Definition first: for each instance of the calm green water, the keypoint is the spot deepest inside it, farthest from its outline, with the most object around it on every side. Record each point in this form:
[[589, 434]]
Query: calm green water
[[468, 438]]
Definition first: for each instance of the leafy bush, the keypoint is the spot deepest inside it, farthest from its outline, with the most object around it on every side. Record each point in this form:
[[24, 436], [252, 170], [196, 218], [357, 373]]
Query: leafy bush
---
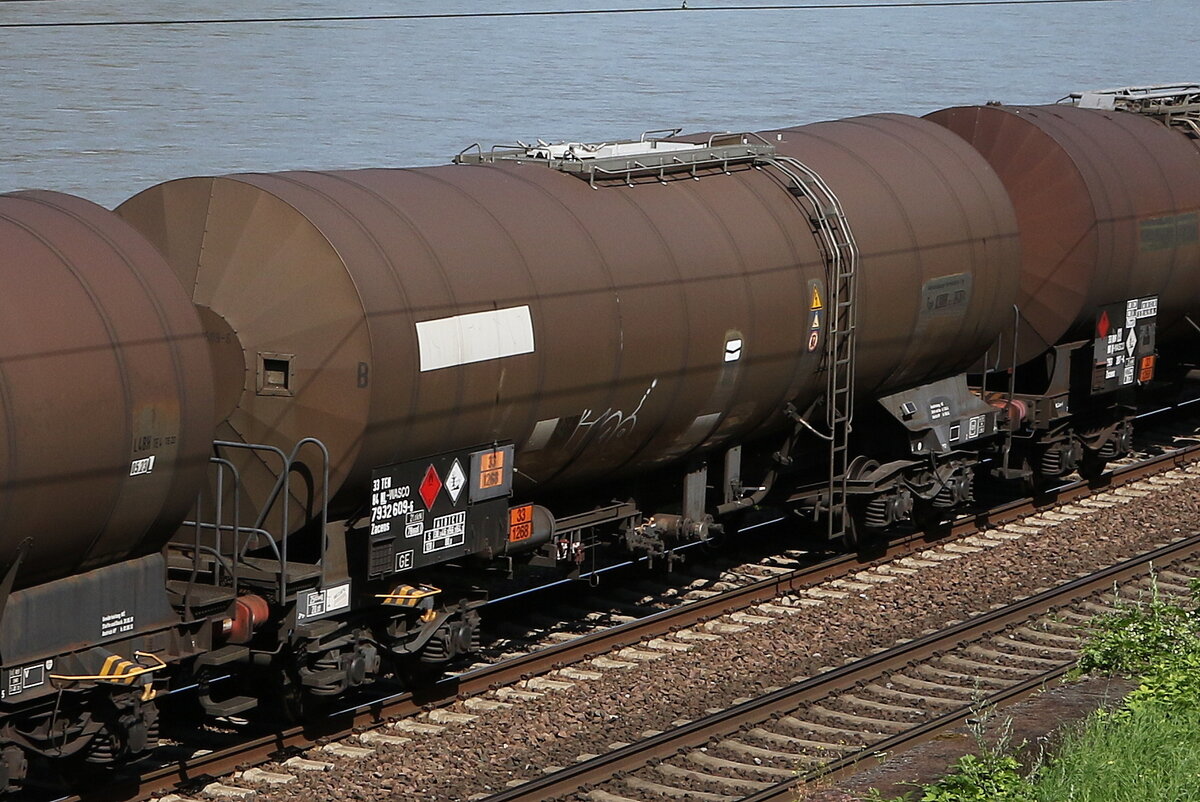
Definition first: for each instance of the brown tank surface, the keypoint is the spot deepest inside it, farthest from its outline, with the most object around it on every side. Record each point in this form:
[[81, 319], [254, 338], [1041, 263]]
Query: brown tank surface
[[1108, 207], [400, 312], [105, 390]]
--
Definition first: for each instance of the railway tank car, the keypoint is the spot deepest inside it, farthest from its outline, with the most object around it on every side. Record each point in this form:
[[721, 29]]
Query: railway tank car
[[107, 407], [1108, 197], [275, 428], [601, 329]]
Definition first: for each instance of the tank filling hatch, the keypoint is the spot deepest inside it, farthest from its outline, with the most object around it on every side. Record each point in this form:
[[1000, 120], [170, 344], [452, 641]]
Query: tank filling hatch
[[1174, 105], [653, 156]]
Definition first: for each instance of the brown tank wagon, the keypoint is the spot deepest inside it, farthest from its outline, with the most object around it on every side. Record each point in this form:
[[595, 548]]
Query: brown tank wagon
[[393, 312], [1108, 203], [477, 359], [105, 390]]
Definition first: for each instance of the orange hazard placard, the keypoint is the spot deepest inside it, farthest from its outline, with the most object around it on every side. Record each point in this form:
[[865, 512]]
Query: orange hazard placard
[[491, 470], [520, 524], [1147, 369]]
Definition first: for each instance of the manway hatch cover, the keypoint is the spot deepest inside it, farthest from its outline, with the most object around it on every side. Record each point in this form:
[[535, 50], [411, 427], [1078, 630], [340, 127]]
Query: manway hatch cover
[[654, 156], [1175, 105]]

Directions for this task: Edit the lines starting with the one containing "Definition first: for each instance of the railway" and continuing through the one containing "[[393, 312], [1108, 203], [477, 359], [105, 390]]". Replace "keypoint" with "key point" and change nothing else.

Response for this exercise:
Definition first: for each instance of the railway tank car, the key point is the spot deepest inside it, farthest from its outline, with the most object around it on every side. Record each point in this form:
[[721, 29]]
Query: railway tank car
[[107, 407], [1108, 197], [275, 428], [601, 329]]
Definition first: for each instance of the tank filling hatch, the key point is the spot deepest inside it, farthest from its outline, with the most object around it on every side. Record each point in this form:
[[1000, 120], [170, 344], [452, 641]]
Query: tank filling hatch
[[1174, 105], [653, 156]]
Definition first: for each instance of the brown tank wagon, the key point is the spot deepest inside it, farthest from its outline, with the most object around it on every side. Record each point in this form:
[[595, 548]]
Query: brown tank wagon
[[393, 312], [1108, 203], [477, 359], [105, 390]]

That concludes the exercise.